TRAVAIL DEMANDÉ.
(a) Dans le texte sur le mémo de la SODIMA, qui a signé ce mémo ?
(b) Reprenez le texte sur le mémo de la SODIMA et prolongez-le à partir de sa dernière phrase.

TEXTE D'ÉTUDE.
La Solidarité pour la défense des Droits, de la Dignité et des Intérêts des Magistrats (SODIMA), syndicat des magistrats, interpelle le Ministre d’Etat, Ministre de la Justice et Garde des Sceaux, Guillaume Ngefa, sur l’urgence et la nécessité de parachever les réformes judiciaires essentielles à la pleine application de la Constitution du 18 février 2006. Dans un mémo signé par son président Gabriel Amissi Ngumbi, la SODIMA a d’emblée salué la volonté affichée du nouveau Ministre de combattre la corruption et l’impunité, tout en améliorant les conditions de travail des acteurs judiciaires. La SODIMA met en lumière deux piliers fondamentaux pour concrétiser l’indépendance du Pouvoir Judiciaire : d’une part, l’intégration des services spécialisés du Ministère de la Justice notamment, l’Inspectorat général, le Service de Documentation et d’Etudes, l’Ecole supérieure de la magistrature au sein du Pouvoir Judiciaire, conformément aux textes organiques, afin de mettre fin à des illégalités persistantes ; d’autre part, l’instauration d’une véritable autonomie financière et budgétaire pour le Conseil Supérieur de la Magistrature, via une dotation conséquente dès le budget 2025-2026, pour garantir l’indépendance effective des magistrats et répondre aux promesses d’amélioration de leurs conditions de vie et de travail.
LA SOLIDARITE POUR LA DEFENSE DES DROIT, DE LA DIGNITE ET DES INTERETS DES MAGISTRATS, EN SIGLE « SODIMA »
SYNDICAT DES MAGISTRATS ARRETE D’ENREGISTREMENT N°193/ETPS/MBL/PKG/2014 DU 06 NOVEMBRE 2014
SIEGE: 3 CITRONNIERS, QUARTIER MUSEONSEIL SUPERIEUR
COMMUNE NGALIEMA
Contacts: +243997313967 & +243818551775
Réf : 008/SODIMA/SM/2025
MEMO A LA HAUTE ATTENTION DE SON EXCELLENCE MONSIEUR LE MINISTRE D’ETAT, MINISTRE DE LA JUSICE ET GARDE DES SCEAUX MISSION TECH
(Avec l’assurance de notre haute considération)
Concerne: Des reformes judiciaires à parachever en application des dispositions de la Constitution du 18 février 2006 telle que modifiée à ce jour, consacrant l’indépendance du Pouvoir Judiciaire.
Introduction :
Excellence Monsieur le Ministre d’Etat;
La Solidarité pour la défense des Droit, de la Dignité et des Intérêts des Magistrats, en sigle « SODIMA », Syndicat des Magistrats, vient respectueusement auprès de votre Haute Autorité, vous saisir par son Mémo dont l’objet repris en concerne.
Avant tout, permettez-nous de saluer votre avènement à la tête du Ministère de la Justice et votre volonté exprimée lors de la cérémonie de remise et reprise de fonctions du 12 août 2025 de combattre la corruption et l’impunité, d’une part, et d’améliorer les conditions de travail et de vie des acteurs du système judiciaire congolais, d’autre part.

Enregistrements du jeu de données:
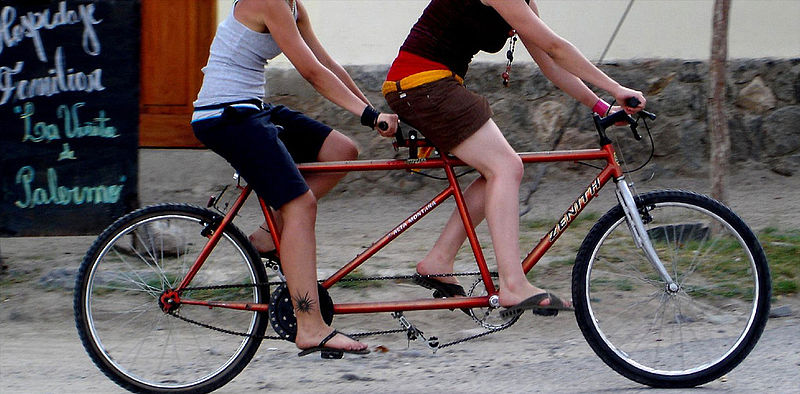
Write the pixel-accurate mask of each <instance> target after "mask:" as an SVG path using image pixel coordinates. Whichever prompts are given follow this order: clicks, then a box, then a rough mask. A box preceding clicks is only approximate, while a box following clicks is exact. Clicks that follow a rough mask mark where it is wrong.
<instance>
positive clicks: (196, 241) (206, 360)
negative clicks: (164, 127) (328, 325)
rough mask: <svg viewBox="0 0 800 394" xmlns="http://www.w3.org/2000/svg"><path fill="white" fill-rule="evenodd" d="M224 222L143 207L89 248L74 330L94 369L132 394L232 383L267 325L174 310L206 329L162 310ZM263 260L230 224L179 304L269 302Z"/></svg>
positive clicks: (81, 288)
mask: <svg viewBox="0 0 800 394" xmlns="http://www.w3.org/2000/svg"><path fill="white" fill-rule="evenodd" d="M219 219H220V216H219V215H216V214H214V213H212V212H210V211H208V210H205V209H201V208H197V207H192V206H187V205H174V204H165V205H158V206H152V207H148V208H142V209H140V210H137V211H134V212H132V213H130V214H128V215H126V216H124V217H122V218H121V219H119V220H117V221H116V222H115V223H114V224H112V225H111V226H110V227H109V228H108V229H106V230H105V231H104V232H103V234H101V235H100V237H99V238H98V239H97V240H96V241H95V243H94V244H93V245H92V247H91V248H90V249H89V251H88V253H87V255H86V257H85V259H84V260H83V263H82V265H81V268H80V270H79V272H78V278H77V280H76V284H75V298H74V308H75V322H76V326H77V329H78V334H79V336H80V338H81V341H82V342H83V345H84V347H85V348H86V351H87V352H88V353H89V356H90V357H91V358H92V361H94V363H95V364H96V365H97V366H98V367H99V368H100V369H101V370H102V371H103V373H105V374H106V375H107V376H108V377H109V378H111V379H112V380H113V381H115V382H116V383H117V384H119V385H120V386H122V387H124V388H126V389H129V390H131V391H136V392H172V393H178V392H208V391H212V390H214V389H216V388H218V387H220V386H222V385H224V384H225V383H227V382H228V381H230V380H231V379H233V377H235V376H236V375H237V374H238V373H239V372H240V371H241V370H242V369H243V368H244V367H245V366H246V365H247V363H248V362H249V361H250V359H251V358H252V357H253V355H254V354H255V352H256V350H257V349H258V346H259V344H260V342H261V338H260V336H262V335H263V334H264V330H265V329H266V327H267V324H268V320H267V318H266V316H262V314H259V313H256V312H252V311H239V310H231V309H224V308H213V309H212V308H208V307H203V306H192V305H180V306H179V307H178V308H177V310H176V311H175V313H176V314H177V315H179V316H181V317H183V318H187V319H190V320H191V321H194V322H197V323H201V324H204V325H206V326H201V325H200V324H195V323H190V322H187V321H186V320H181V319H179V318H178V317H176V316H175V315H172V314H168V313H165V312H164V309H162V305H161V304H160V303H161V302H163V300H161V298H162V295H163V294H165V292H167V291H169V290H171V289H174V288H175V287H177V286H178V284H179V283H180V282H181V280H182V279H183V278H184V276H185V275H186V273H187V271H188V270H189V268H190V267H191V266H192V264H193V263H194V262H195V259H196V258H197V256H198V255H199V253H200V251H201V250H202V249H203V247H204V246H205V245H206V243H207V241H208V238H207V237H208V236H209V235H210V233H211V232H213V231H214V229H215V228H216V223H218V221H219ZM257 256H258V255H257V254H256V252H255V250H253V247H252V245H251V244H250V243H249V241H248V240H247V238H246V237H245V236H244V235H243V234H242V233H241V231H239V230H238V229H236V228H235V227H234V226H233V225H232V224H231V225H228V226H227V227H226V228H225V230H224V232H223V234H222V237H221V238H220V241H219V244H218V245H217V246H216V247H215V248H214V249H213V251H212V252H211V254H210V255H209V257H208V259H207V260H206V261H205V263H204V264H203V266H202V268H201V269H200V270H199V271H198V272H197V275H196V276H195V277H194V279H193V280H192V283H191V284H190V288H189V289H188V290H186V291H184V292H183V293H181V294H180V298H181V299H192V300H198V301H244V302H252V303H267V302H268V297H269V290H268V289H267V288H266V283H267V280H266V273H265V270H264V266H263V264H262V263H261V261H260V259H259V258H258V257H257ZM257 283H259V284H260V283H263V284H264V286H263V287H261V286H256V284H257ZM232 285H242V286H241V287H233V286H232ZM193 289H194V290H193ZM209 327H213V328H214V329H212V328H209ZM233 332H235V333H239V334H241V335H231V333H233Z"/></svg>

RÉPONSES ATTENDUES.
(a) Gabriel Amissi Ngumbi, président de la SODIMA.

(b)
Pour une meilleure compréhension de notre Mémo, celui-ci s’analysera sur trois points ci-après :
I. Rappel historique du système judiciaire congolais avant la Constitution de 18 février 2006 ;
II. Des réformes judiciaires déjà entreprises en application des dispositions de la Constitution du 18 février 2006 telle que modifiée à ce jour, consacrant l’indépendance du Pouvoir Judiciaire ;
III. Des reformes judiciaires à parachever en application des dispositions de la Constitution du 18 février 2006 telle que modifiée à ce jour, consacrant l’indépendance du Pouvoir Judiciaire.
- Rappel historique du système judiciaire congolais avant la Constitution de 18 février 2006.
Excellence Monsieur le Ministre d’Etat,
Il y a lieu de rappeler qu’à un moment de l’histoire de notre système judiciaire, le Ministre ayant la Justice dans ses attributions fut le Président du Conseil judiciaire, Vice-Président du Conseil Supérieur de la Magistrature assumant l’intérim du Président de la République empêché, en sa qualité du Président du Conseil Supérieur de la Magistrature.
A ces titres, le Ministre de la Justice avait les prérogatives de recrutement des candidats magistrats, de leur nomination à titre provisoire, de leur désignation aux différents grades ainsi que de la mise en place générale des magistrats, conformément aux dispositions des textes de lois et réglementaires de l’époque.
- Des réformes déjà entreprises en application de la Constitution du 18 février 2006 telle que modifiée à ce jour, consacrant l’indépendance du pouvoir judiciaire.
En application des dispositions des articles 149 et suivants de la Constitution du 18 février 2006 telle que modifiée à ce jour, consacrant l’indépendance du Pouvoir judiciaire du Pouvoir exécutif et du Pouvoir législatif, le Gouvernement et le Parlement ont entrepris plusieurs réformes notamment la Loi organique n 06/020 du 10 octobre 2006 portant statut des magistrats telle que modifiée et complétée par la Loi organique du n 15/014 du 1 aout 2015 et la Loi organique n 08/013 du 05 aout 2008 portant organisation et fonctionnement du Conseil supérieur de la magistrature.
Ces réformes font des magistrats seuls membres du Conseil Supérieur de la Magistrature; le recrutement de candidats magistrats se fait par le Conseil supérieur de la magistrature; la nomination des magistrats aux différents grades par le Président de la République; et la mise en place générale des magistrats par le Président de la Cour constitutionnelle, de droit Président du Conseil supérieur de la magistrature.
Cependant ces réformes devraient se poursuivent jusqu’au niveau des services spécialisés du Ministère de la Justice liés au fonctionnement du Pouvoir judiciaire. Il en est ainsi de l’Inspectorat général des services du Conseil judicaire, du Service de Documentation et d’Etudes et de l’Ecole supérieure de la magistrature qui feront l’objet du point
- Des reformes judiciaires à parachever en application des dispositions de la Constitution du 18 février 2006 telle que modifiée à ce jour, consacrant l’indépendance du Pouvoir Judiciaire.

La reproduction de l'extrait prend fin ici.